## start
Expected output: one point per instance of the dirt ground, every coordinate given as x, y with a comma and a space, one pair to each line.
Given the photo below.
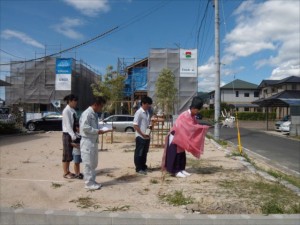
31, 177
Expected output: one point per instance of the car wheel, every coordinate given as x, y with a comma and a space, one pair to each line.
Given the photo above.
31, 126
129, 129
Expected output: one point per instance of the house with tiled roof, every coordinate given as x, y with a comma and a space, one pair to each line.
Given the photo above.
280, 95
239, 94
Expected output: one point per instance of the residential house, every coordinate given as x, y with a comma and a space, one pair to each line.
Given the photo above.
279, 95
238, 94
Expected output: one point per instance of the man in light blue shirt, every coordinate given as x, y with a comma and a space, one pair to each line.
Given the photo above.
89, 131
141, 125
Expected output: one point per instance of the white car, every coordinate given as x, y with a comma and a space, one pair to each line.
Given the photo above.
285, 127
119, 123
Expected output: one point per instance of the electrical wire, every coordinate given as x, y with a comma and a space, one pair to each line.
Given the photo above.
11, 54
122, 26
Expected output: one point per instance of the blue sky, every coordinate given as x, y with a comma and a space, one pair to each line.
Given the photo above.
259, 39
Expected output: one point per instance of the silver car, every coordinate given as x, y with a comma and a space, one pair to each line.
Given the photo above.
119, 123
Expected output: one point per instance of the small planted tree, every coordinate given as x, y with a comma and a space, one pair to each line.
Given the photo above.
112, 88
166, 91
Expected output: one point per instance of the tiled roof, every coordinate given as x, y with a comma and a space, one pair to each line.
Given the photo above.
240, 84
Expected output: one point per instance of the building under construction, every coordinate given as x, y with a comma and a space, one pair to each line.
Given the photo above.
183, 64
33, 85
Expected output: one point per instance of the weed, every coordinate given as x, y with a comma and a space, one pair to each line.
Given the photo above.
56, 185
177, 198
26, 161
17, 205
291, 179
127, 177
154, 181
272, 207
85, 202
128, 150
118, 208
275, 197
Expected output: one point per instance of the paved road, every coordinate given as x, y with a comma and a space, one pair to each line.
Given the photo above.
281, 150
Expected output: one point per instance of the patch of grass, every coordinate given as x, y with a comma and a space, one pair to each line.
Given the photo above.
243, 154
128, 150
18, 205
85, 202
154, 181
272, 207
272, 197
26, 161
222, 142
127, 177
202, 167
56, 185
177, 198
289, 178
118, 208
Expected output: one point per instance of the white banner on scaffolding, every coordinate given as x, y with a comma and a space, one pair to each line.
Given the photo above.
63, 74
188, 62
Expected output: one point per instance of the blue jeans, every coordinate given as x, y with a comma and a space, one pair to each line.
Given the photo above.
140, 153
## end
## start
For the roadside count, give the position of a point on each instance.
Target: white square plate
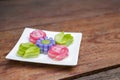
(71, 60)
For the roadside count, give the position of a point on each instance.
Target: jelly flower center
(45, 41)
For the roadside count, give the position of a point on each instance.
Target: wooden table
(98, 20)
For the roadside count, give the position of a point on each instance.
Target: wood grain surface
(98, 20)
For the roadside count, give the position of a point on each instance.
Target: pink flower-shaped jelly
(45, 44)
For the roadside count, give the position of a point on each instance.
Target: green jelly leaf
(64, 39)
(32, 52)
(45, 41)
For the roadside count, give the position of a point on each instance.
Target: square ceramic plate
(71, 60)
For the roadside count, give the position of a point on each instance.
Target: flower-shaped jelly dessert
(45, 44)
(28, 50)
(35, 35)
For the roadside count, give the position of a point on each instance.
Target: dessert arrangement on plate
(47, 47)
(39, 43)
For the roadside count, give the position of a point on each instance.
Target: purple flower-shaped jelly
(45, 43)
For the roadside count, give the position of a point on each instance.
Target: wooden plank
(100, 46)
## end
• [Work required]:
Report how many lines of the entries above contain the string "shaped". Case counts; give only the number.

• [Right answer]:
3